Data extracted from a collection

◇ ◇ ◇ ◇

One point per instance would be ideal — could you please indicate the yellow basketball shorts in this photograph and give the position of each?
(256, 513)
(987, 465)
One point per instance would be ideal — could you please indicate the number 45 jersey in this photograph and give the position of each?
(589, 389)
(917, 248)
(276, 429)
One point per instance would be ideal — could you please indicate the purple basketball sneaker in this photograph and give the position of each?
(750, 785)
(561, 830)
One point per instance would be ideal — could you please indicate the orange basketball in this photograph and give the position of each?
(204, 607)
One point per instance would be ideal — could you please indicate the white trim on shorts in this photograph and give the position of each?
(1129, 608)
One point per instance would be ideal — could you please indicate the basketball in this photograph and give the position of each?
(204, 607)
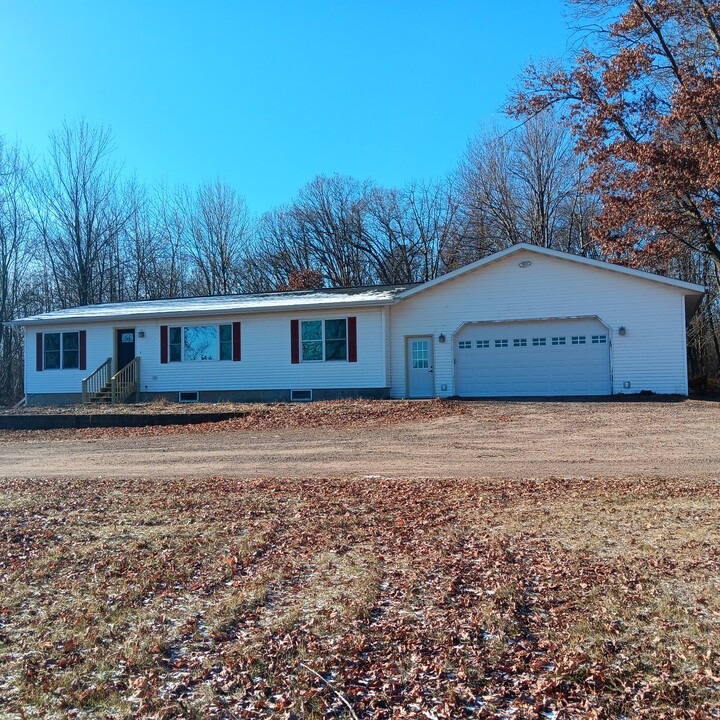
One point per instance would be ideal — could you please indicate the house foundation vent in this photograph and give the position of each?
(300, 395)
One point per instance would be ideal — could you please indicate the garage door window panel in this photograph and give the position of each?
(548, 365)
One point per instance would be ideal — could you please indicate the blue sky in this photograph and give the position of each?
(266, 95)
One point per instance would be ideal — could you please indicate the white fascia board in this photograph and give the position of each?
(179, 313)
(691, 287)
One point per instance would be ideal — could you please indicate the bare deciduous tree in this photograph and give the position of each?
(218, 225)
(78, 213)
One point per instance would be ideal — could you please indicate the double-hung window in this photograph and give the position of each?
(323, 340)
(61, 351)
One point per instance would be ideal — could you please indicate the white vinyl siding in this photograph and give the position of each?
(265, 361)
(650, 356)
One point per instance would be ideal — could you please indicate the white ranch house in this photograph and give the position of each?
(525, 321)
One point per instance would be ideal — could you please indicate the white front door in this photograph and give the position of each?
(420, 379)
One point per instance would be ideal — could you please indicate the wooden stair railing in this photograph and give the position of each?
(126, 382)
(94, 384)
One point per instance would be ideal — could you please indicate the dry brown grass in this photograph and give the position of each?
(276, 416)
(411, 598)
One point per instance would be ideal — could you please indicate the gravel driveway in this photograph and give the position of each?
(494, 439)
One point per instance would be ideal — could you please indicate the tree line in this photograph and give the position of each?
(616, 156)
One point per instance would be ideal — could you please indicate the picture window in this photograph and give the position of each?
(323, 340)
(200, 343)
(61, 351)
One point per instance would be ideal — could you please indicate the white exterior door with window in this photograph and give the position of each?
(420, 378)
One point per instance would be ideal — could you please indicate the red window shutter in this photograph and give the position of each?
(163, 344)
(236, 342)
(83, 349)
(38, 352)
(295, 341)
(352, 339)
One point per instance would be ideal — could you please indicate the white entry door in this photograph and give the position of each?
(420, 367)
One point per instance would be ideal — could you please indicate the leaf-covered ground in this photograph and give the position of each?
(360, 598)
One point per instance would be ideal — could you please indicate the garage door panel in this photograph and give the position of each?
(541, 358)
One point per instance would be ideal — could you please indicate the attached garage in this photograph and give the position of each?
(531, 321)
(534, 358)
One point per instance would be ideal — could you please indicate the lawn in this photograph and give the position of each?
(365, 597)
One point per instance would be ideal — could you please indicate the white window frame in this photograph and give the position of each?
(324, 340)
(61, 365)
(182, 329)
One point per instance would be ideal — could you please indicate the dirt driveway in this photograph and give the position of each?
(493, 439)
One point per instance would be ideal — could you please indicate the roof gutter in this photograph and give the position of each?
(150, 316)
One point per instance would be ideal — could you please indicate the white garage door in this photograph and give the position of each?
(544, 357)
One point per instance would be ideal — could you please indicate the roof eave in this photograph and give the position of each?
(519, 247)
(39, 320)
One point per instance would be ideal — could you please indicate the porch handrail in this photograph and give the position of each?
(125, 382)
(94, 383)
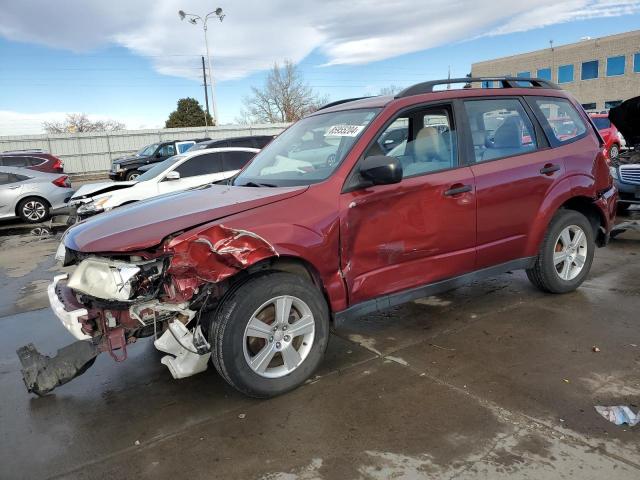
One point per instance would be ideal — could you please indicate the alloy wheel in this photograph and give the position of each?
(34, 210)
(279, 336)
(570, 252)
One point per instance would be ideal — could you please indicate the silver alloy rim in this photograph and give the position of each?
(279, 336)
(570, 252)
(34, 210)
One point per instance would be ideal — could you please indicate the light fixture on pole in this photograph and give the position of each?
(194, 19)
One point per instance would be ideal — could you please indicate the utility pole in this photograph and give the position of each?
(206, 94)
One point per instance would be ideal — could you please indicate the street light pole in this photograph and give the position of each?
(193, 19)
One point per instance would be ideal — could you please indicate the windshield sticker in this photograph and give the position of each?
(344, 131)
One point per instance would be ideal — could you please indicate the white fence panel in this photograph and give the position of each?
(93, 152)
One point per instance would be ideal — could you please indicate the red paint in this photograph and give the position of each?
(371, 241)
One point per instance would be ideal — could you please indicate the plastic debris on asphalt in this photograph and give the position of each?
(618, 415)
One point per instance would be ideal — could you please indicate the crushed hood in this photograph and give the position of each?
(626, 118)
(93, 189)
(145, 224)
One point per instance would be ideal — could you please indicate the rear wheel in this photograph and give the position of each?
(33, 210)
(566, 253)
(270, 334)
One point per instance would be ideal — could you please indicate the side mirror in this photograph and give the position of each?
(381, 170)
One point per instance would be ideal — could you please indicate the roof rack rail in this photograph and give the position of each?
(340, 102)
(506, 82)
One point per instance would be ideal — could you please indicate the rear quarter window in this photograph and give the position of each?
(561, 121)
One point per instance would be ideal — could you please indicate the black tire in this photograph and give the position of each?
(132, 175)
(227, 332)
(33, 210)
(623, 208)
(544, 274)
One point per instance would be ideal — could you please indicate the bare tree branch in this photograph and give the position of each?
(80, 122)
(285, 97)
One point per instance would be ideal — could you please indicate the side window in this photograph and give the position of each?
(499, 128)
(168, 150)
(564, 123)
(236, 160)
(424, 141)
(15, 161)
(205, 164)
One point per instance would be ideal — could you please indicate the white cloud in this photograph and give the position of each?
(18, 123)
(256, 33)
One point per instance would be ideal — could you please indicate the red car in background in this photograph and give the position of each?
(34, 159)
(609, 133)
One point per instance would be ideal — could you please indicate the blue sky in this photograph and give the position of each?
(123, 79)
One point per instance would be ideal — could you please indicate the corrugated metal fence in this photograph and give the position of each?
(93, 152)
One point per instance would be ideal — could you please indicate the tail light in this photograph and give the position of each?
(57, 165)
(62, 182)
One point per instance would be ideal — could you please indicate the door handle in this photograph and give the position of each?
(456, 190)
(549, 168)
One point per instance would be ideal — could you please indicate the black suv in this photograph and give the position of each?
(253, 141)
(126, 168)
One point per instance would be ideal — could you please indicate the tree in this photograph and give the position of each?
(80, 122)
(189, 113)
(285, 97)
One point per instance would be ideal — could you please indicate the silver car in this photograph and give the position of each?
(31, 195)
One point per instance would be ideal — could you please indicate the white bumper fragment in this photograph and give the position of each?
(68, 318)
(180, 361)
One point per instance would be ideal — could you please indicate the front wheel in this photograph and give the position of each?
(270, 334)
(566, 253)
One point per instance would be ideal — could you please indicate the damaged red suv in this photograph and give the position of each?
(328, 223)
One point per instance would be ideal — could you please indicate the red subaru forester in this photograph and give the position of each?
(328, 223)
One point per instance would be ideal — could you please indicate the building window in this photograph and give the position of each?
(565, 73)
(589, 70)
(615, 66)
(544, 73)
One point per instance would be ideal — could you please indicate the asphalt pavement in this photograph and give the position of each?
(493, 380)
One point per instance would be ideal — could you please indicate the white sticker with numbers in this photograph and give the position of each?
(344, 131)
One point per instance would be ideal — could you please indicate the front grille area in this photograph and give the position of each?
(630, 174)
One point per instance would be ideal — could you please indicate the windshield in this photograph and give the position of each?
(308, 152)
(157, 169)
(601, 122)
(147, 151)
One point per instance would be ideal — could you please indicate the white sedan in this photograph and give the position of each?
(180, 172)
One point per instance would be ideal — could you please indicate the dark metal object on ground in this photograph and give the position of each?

◇ ◇ ◇ ◇

◆ Aim of the task ◆
In your copy, repeat each record exactly and include no pictures.

◆ Final result ◆
One point per instance would be ideal — could you please indicate the yellow basketball shorts in this photograph and give the position of each?
(256, 513)
(987, 465)
One point per instance would be ideal — could you please indicate the number 45 jersey in this photograph and give the position of each?
(589, 389)
(917, 248)
(276, 429)
One point per instance would be ideal — could you please indicate the purple basketball sneaker in this photograph and give the position of each?
(750, 785)
(561, 830)
One point per instance would be ideal — could you please indicate the orange basketball in this photograph and give the position of each?
(204, 607)
One point per instance would be ideal — could you please indicate the white trim on shorts in this photograph and give the position of each?
(1129, 608)
One point per instance would be ideal — could you please indicate the basketball in this photograph and give the position of each?
(204, 607)
One point per instance would be ideal — could you please indicate the house foundation vent in this photograph and give the position of each?
(300, 395)
One point per instance would be ideal — could you please indicate the garage door window panel in this photograph and give the position of each?
(548, 365)
One point per instance would be ideal — could you please indicate the blue sky in this photograph and give the position of each?
(266, 95)
One point per instance would be ideal — could you please indicate the white fascia board in this photograph and give the position of each?
(179, 313)
(691, 287)
One point per instance would be ideal — could you please indicate the bare deciduous tree in this photograph and give the position of each?
(218, 225)
(78, 213)
One point per instance would be ideal — could you please indicate the double-hung window in this photograph and give the position of each?
(323, 340)
(61, 351)
One point per instance would be ideal — could you please indicate the white vinyl siding in this photograph and give the position of each?
(265, 361)
(650, 356)
One point per instance would be ideal — could you please indicate the white ranch house in this photograph and give the position of each?
(525, 321)
One point per instance would be ideal — could you please indicate the white front door in this photograph and give the position of each?
(420, 379)
One point per instance would be ideal — could you please indicate the wooden stair railing in this photograph and give the position of each?
(126, 382)
(94, 384)
One point per instance would be ideal — could you please indicate the dry brown grass in this photograph and give the position of each?
(276, 416)
(411, 598)
One point per instance would be ideal — could you please indicate the gravel driveway in this photograph and give the position of each?
(494, 439)
One point per instance would be ideal — could you please indicate the tree line in this photograph and give the position of each?
(616, 156)
One point per instance would be ideal — could you please indicate the picture window in this photograph and give the position of each?
(323, 340)
(200, 343)
(61, 351)
One point per instance would be ideal — could you please indicate the white exterior door with window in this photograph and give the position of each?
(420, 378)
One point per instance would be ideal — could you please indicate the red window shutter in this photograph and give the position of each?
(163, 344)
(236, 342)
(83, 349)
(38, 352)
(295, 341)
(352, 339)
One point per instance would be ideal — could you please indicate the white entry door in this photograph and give the position of each?
(420, 367)
One point per instance would be ideal — could you please indicate the leaf-covered ground in this photograph and give the position of each?
(360, 598)
One point per instance would be ideal — could you please indicate the garage door panel in this photograph and give the position of each?
(541, 358)
One point per instance would be ideal — could you please indicate the attached garage in this photograph and give the position of each?
(531, 321)
(534, 358)
One point per instance would be ideal — could you please indicate the lawn in this photograph and give the position of each?
(365, 597)
One point per instance would be ideal — could you please indicate the white window frame in this photograph and give the position of each?
(324, 340)
(61, 365)
(182, 329)
One point per instance would be ideal — could you please indicate the dirt driveway in this photograph and give the position of each?
(493, 439)
One point per instance would be ideal — could you please indicate the roof gutter in this photograph and give the position of each?
(150, 316)
One point per instance would be ideal — could you please indicate the white garage door in this photograph and give the position of each?
(544, 357)
One point per instance would be ideal — could you please indicate the roof eave in this photograph and give the position of each?
(519, 247)
(39, 320)
One point per instance would be ideal — could you please indicate the porch handrail in this photograph and give the position of each?
(125, 382)
(94, 383)
One point per instance would be ideal — could you please indicate the alloy wheel in this photograph and give the position of each?
(34, 210)
(279, 336)
(570, 252)
One point per instance would be ideal — could you please indicate the silver alloy rim in this photograph and give the position of each?
(279, 336)
(570, 252)
(34, 210)
One point per instance would be ideal — could you please indicate the light fixture on pole in this photograph and give the position of each?
(194, 19)
One point per instance would be ideal — could you please indicate the utility pole in this photograph and give the position of each?
(206, 94)
One point per instance would be ideal — could you please indicate the street light pole in this photograph and give the position of each?
(193, 19)
One point per instance would be ideal — could you please indicate the windshield sticker in this photograph and give the position of each?
(344, 131)
One point per instance would be ideal — could you please indicate the white fence panel in this photograph and give the position of each?
(93, 152)
One point per instance would be ideal — could you please indicate the red paint in this photograph and give the position of each?
(371, 241)
One point per instance would be ideal — could you please indicate the plastic debris on asphalt in this photograph and give the position of each?
(618, 415)
One point per instance would be ideal — could you please indicate the crushed hood in this photograph and give the position of each?
(626, 118)
(93, 189)
(145, 224)
One point per instance would be ideal — could you please indicate the rear wheel in this photograph and give the position of each?
(33, 210)
(566, 253)
(270, 334)
One point per instance would be ideal — could you please indicate the side mirror in this photograph and give the position of each?
(381, 170)
One point per instance would be ideal — could you please indicate the roof rack rail in this photograph and give the position of each?
(340, 102)
(506, 82)
One point per instance would be ideal — could you please indicate the rear quarter window in this photograph and give the position of each?
(561, 121)
One point per instance would be ideal — could you please indicate the black tire in this photograph and give the position of each?
(132, 175)
(227, 332)
(33, 210)
(623, 208)
(544, 274)
One point per instance would be ideal — could you please indicate the bare tree branch in this photograph and give the position of each?
(80, 122)
(285, 97)
One point per instance would be ideal — could you please indicate the side window in this photograph and give the position of each?
(499, 128)
(168, 150)
(564, 123)
(236, 160)
(424, 141)
(15, 161)
(205, 164)
One point per instance would be ideal — could you please indicate the white cloud in this photograph and give the position of each?
(18, 123)
(256, 33)
One point per instance would be ideal — could you please indicate the red car in background in this photograph and give the position of each?
(34, 159)
(609, 133)
One point per instance would be ideal — could you please indicate the blue sky in this photograph and give the position of each?
(123, 79)
One point per instance would be ideal — could you please indicate the corrugated metal fence in this photograph and give the position of each?
(93, 152)
One point per instance would be ideal — could you please indicate the tail light in this photograph and give the position of each?
(57, 165)
(62, 182)
One point per instance would be ideal — could you please indicate the door handle in this photograph and give the position of each?
(456, 190)
(549, 168)
One point per instance would be ideal — could you please indicate the black suv in this photograph and give the position of each?
(253, 141)
(126, 168)
One point per instance would be ideal — could you please indicate the tree in this photograph and give the position of each?
(80, 122)
(189, 113)
(285, 97)
One point per instance would be ideal — could you please indicate the silver car in this photograph and give the position of each?
(31, 195)
One point per instance would be ideal — could you please indicate the white bumper fragment in this photograph and give the position of each?
(68, 318)
(180, 361)
One point per instance would be ideal — could you please indicate the front wheel in this photograph and give the position of each?
(270, 334)
(566, 253)
One point per instance would be ideal — could you please indicate the damaged red suv in this photograph and give the position of each?
(328, 223)
One point per instance would be ideal — could you please indicate the red subaru forester in this photograph and give the position of each?
(328, 223)
One point per instance would be ideal — could you please indicate the building window in this photograph and give the position of each?
(565, 73)
(589, 70)
(615, 66)
(544, 73)
One point per instance would be ideal — could you please indicate the asphalt pavement in this photograph and give the position of each?
(493, 380)
One point per instance would be ideal — could you please indicate the white sticker with numbers in this photograph and give the position of each?
(344, 131)
One point per instance would be ideal — could you please indicate the front grille area in this photograph and give the position of each?
(630, 174)
One point per instance would be ideal — could you please indicate the windshield in this photograph and give the position of each?
(308, 152)
(157, 169)
(601, 122)
(147, 151)
One point per instance would be ideal — could you please indicate the white sedan in this photograph and give the position of each?
(180, 172)
One point per instance would be ideal — could you please indicate the dark metal object on ground in this photograph and give the position of each?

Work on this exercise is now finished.